**Problem statement:**
Render all of the data below as a Markdown table with two columns, "Row" for a running number and "Line" for the line itself, and skip any blank lines.

**Input for this task:**
^^^^

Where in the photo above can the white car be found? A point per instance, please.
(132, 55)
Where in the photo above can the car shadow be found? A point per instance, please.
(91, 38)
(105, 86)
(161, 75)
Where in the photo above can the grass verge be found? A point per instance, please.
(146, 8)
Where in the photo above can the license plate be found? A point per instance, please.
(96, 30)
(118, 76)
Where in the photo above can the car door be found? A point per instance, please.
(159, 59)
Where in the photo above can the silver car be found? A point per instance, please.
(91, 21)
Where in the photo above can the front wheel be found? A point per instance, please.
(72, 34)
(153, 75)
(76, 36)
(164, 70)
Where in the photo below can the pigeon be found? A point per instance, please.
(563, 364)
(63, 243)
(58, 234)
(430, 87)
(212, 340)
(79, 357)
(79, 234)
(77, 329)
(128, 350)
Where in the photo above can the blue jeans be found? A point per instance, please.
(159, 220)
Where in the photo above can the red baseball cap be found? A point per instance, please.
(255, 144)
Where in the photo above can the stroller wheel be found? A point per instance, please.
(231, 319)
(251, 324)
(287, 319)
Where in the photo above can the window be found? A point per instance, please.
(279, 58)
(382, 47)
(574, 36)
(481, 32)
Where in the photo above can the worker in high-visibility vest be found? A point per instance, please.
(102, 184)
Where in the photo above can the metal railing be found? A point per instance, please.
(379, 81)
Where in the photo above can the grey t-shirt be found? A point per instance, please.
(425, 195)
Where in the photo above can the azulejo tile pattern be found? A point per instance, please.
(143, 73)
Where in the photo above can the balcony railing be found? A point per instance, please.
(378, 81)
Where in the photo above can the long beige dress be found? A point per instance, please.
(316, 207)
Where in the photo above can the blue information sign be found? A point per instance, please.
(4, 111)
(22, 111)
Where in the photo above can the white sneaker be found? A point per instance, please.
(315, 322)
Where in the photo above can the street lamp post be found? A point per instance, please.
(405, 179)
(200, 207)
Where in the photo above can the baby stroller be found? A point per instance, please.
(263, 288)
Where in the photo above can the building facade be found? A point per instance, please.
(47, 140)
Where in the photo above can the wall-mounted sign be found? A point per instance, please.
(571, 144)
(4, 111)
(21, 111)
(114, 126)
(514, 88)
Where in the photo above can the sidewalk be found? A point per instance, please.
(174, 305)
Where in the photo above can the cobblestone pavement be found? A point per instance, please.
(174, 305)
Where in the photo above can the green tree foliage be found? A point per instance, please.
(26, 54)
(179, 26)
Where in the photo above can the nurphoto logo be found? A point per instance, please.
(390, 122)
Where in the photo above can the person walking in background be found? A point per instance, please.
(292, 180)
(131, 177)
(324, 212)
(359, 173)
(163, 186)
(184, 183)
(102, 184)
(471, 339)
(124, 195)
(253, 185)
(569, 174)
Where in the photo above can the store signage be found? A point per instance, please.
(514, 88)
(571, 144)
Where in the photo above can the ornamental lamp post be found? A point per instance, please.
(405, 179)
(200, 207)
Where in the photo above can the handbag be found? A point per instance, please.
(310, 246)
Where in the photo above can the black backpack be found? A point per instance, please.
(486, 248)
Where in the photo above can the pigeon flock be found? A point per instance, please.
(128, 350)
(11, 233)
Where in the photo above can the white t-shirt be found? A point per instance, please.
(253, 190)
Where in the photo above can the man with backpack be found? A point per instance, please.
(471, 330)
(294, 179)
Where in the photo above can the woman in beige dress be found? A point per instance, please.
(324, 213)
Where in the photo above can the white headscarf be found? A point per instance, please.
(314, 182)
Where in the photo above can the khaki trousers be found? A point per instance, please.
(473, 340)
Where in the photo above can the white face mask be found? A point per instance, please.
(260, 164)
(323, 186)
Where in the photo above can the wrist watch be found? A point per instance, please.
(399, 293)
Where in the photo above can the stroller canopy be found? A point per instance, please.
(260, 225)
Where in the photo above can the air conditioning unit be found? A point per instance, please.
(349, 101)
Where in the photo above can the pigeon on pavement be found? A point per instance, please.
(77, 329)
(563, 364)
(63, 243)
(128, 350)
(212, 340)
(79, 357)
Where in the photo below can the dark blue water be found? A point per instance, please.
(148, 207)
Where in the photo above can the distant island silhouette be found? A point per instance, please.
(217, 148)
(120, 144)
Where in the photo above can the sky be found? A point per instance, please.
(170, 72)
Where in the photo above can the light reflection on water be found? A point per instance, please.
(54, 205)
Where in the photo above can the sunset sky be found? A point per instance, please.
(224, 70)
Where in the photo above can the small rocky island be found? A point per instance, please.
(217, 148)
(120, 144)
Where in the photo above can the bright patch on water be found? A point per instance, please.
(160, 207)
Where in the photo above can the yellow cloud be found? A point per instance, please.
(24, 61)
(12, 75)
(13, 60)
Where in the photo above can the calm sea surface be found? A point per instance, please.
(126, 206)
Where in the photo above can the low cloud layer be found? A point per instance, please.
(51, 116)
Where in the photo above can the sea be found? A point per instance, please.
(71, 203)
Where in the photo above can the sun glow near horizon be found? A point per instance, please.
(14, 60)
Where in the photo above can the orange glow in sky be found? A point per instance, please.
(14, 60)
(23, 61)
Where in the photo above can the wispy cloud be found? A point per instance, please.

^^^^

**Answer for the task:**
| Row | Line |
|---|---|
| 1 | Where in the photo above can the white car be found? A point per instance, please. |
| 2 | (132, 55) |
| 3 | Where in the photo above can the car shadow be found? A point per instance, please. |
| 4 | (91, 38) |
| 5 | (105, 86) |
| 6 | (161, 75) |
| 7 | Where in the photo above can the grass verge be found? A point per instance, please. |
| 8 | (146, 8) |
| 9 | Where in the photo above can the license plate be found? A point per instance, please. |
| 10 | (96, 30) |
| 11 | (118, 76) |
| 12 | Where in the photo above can the car door be found? A point per instance, please. |
| 13 | (159, 59) |
| 14 | Where in the photo above can the silver car be found? A point per instance, please. |
| 15 | (91, 21) |
| 16 | Where in the photo above can the front wheel be found? A point per instance, please. |
| 17 | (72, 34) |
| 18 | (153, 75) |
| 19 | (76, 36) |
| 20 | (164, 70) |
| 21 | Where in the photo below can the pigeon be found? A point per instance, please. |
| 22 | (563, 364) |
| 23 | (63, 243) |
| 24 | (58, 234) |
| 25 | (430, 87) |
| 26 | (212, 340) |
| 27 | (79, 357) |
| 28 | (79, 234) |
| 29 | (77, 329) |
| 30 | (128, 350) |
| 31 | Where in the photo above can the blue jeans be found? A point per instance, please. |
| 32 | (159, 220) |
| 33 | Where in the photo above can the red baseball cap be found? A point per instance, please. |
| 34 | (255, 144) |
| 35 | Where in the photo above can the stroller wheel be found? A point per instance, please. |
| 36 | (231, 319) |
| 37 | (251, 324) |
| 38 | (287, 319) |
| 39 | Where in the photo above can the window be found? A point per instance, please. |
| 40 | (279, 58) |
| 41 | (382, 47) |
| 42 | (574, 36) |
| 43 | (481, 32) |
| 44 | Where in the photo above can the worker in high-visibility vest be found? A point per instance, please. |
| 45 | (102, 184) |
| 46 | Where in the photo above can the metal railing be found? A point per instance, please. |
| 47 | (379, 81) |
| 48 | Where in the photo above can the grey t-shirt be found? A point per instance, please. |
| 49 | (425, 195) |
| 50 | Where in the photo above can the azulejo tile pattern be found? A point per instance, please. |
| 51 | (143, 73) |
| 52 | Where in the photo above can the balcony railing be found? A point per instance, please. |
| 53 | (378, 81) |
| 54 | Where in the photo above can the long beige dress be found? A point per instance, please. |
| 55 | (316, 207) |
| 56 | Where in the photo above can the blue information sign be found? A point per instance, please. |
| 57 | (4, 111) |
| 58 | (22, 111) |
| 59 | Where in the photo above can the white sneaker be found? A point per instance, please. |
| 60 | (315, 322) |
| 61 | Where in the photo above can the street lamp post be found? A point per instance, please. |
| 62 | (405, 179) |
| 63 | (200, 207) |
| 64 | Where in the photo above can the baby stroller be found? A point per instance, please. |
| 65 | (263, 288) |
| 66 | Where in the photo above can the building facade be found? A point per instance, please. |
| 67 | (47, 140) |
| 68 | Where in the photo above can the wall-mounted sign be found? A point per instance, please. |
| 69 | (571, 144) |
| 70 | (4, 111) |
| 71 | (21, 111) |
| 72 | (114, 126) |
| 73 | (514, 88) |
| 74 | Where in the photo above can the sidewalk be found? A point per instance, please. |
| 75 | (174, 305) |
| 76 | Where in the photo above can the cobblestone pavement be found? A point per instance, please. |
| 77 | (174, 305) |
| 78 | Where in the photo above can the green tree foliage be found? A point per instance, please. |
| 79 | (26, 54) |
| 80 | (179, 26) |
| 81 | Where in the photo above can the nurphoto logo be found? A point per instance, please. |
| 82 | (390, 122) |
| 83 | Where in the photo above can the person walking in background be found? A point per instance, please. |
| 84 | (292, 180) |
| 85 | (131, 177) |
| 86 | (324, 212) |
| 87 | (359, 173) |
| 88 | (163, 186) |
| 89 | (184, 183) |
| 90 | (102, 184) |
| 91 | (471, 339) |
| 92 | (124, 195) |
| 93 | (253, 185) |
| 94 | (569, 174) |
| 95 | Where in the photo above can the store signage be found? A point per instance, please. |
| 96 | (514, 88) |
| 97 | (571, 144) |
| 98 | Where in the photo above can the ornamental lamp post be found? A point per instance, please. |
| 99 | (405, 179) |
| 100 | (200, 207) |
| 101 | Where in the photo above can the handbag be found? A point per instance, please. |
| 102 | (310, 246) |
| 103 | Where in the photo above can the black backpack be found? A point per instance, please. |
| 104 | (486, 248) |
| 105 | Where in the photo above can the pigeon flock be found? A point per instance, please. |
| 106 | (128, 350) |
| 107 | (11, 233) |
| 108 | Where in the photo above can the white t-shirt be found? A point per instance, please. |
| 109 | (253, 190) |
| 110 | Where in the photo above can the man with backpack be found? A point per instance, please. |
| 111 | (471, 330) |
| 112 | (294, 179) |
| 113 | Where in the photo above can the woman in beige dress be found? A point per instance, please. |
| 114 | (324, 213) |
| 115 | Where in the photo above can the white headscarf be found? A point per instance, please. |
| 116 | (314, 182) |
| 117 | Where in the photo above can the khaki trousers be found? A point per instance, please. |
| 118 | (473, 340) |
| 119 | Where in the photo above can the white face mask be found? A point per instance, please. |
| 120 | (260, 164) |
| 121 | (323, 186) |
| 122 | Where in the photo above can the wrist watch be found? A point per instance, please. |
| 123 | (399, 293) |
| 124 | Where in the photo above can the stroller canopy be found? A point per instance, please. |
| 125 | (260, 225) |
| 126 | Where in the photo above can the air conditioning unit be found? A point per instance, please. |
| 127 | (349, 101) |
| 128 | Where in the photo above can the pigeon on pavement be found? A point per instance, please. |
| 129 | (77, 329) |
| 130 | (563, 364) |
| 131 | (63, 243) |
| 132 | (128, 350) |
| 133 | (212, 340) |
| 134 | (79, 357) |
| 135 | Where in the photo below can the dark blue water be found? A point per instance, please. |
| 136 | (148, 207) |
| 137 | Where in the photo above can the distant island silhouette be found? A point per instance, please. |
| 138 | (217, 148) |
| 139 | (120, 144) |
| 140 | Where in the photo above can the sky be found? A point per instance, please. |
| 141 | (170, 72) |
| 142 | Where in the photo above can the light reflection on water be found? A point per instance, please. |
| 143 | (54, 205) |
| 144 | Where in the photo above can the sunset sky be found? A point per instance, please. |
| 145 | (224, 70) |
| 146 | Where in the photo above can the small rocky island be found? A point per instance, please. |
| 147 | (217, 148) |
| 148 | (120, 144) |
| 149 | Where in the photo above can the bright patch on water be found? A point per instance, please. |
| 150 | (160, 207) |
| 151 | Where in the photo above can the yellow cloud be found? A point per instance, please. |
| 152 | (24, 61) |
| 153 | (12, 75) |
| 154 | (13, 60) |
| 155 | Where in the photo above can the calm sea surface be found? A point per instance, please. |
| 156 | (126, 206) |
| 157 | Where in the photo above can the low cloud layer be found? A point per instance, please. |
| 158 | (51, 116) |
| 159 | Where in the photo above can the sea be found? A point per instance, please. |
| 160 | (71, 203) |
| 161 | Where in the photo above can the sun glow near horizon be found? A point per instance, please. |
| 162 | (14, 60) |
| 163 | Where in the photo above can the orange glow in sky be found? A point per instance, please. |
| 164 | (14, 60) |
| 165 | (23, 61) |
| 166 | Where in the photo above can the wispy cloud be found? A point per instance, please. |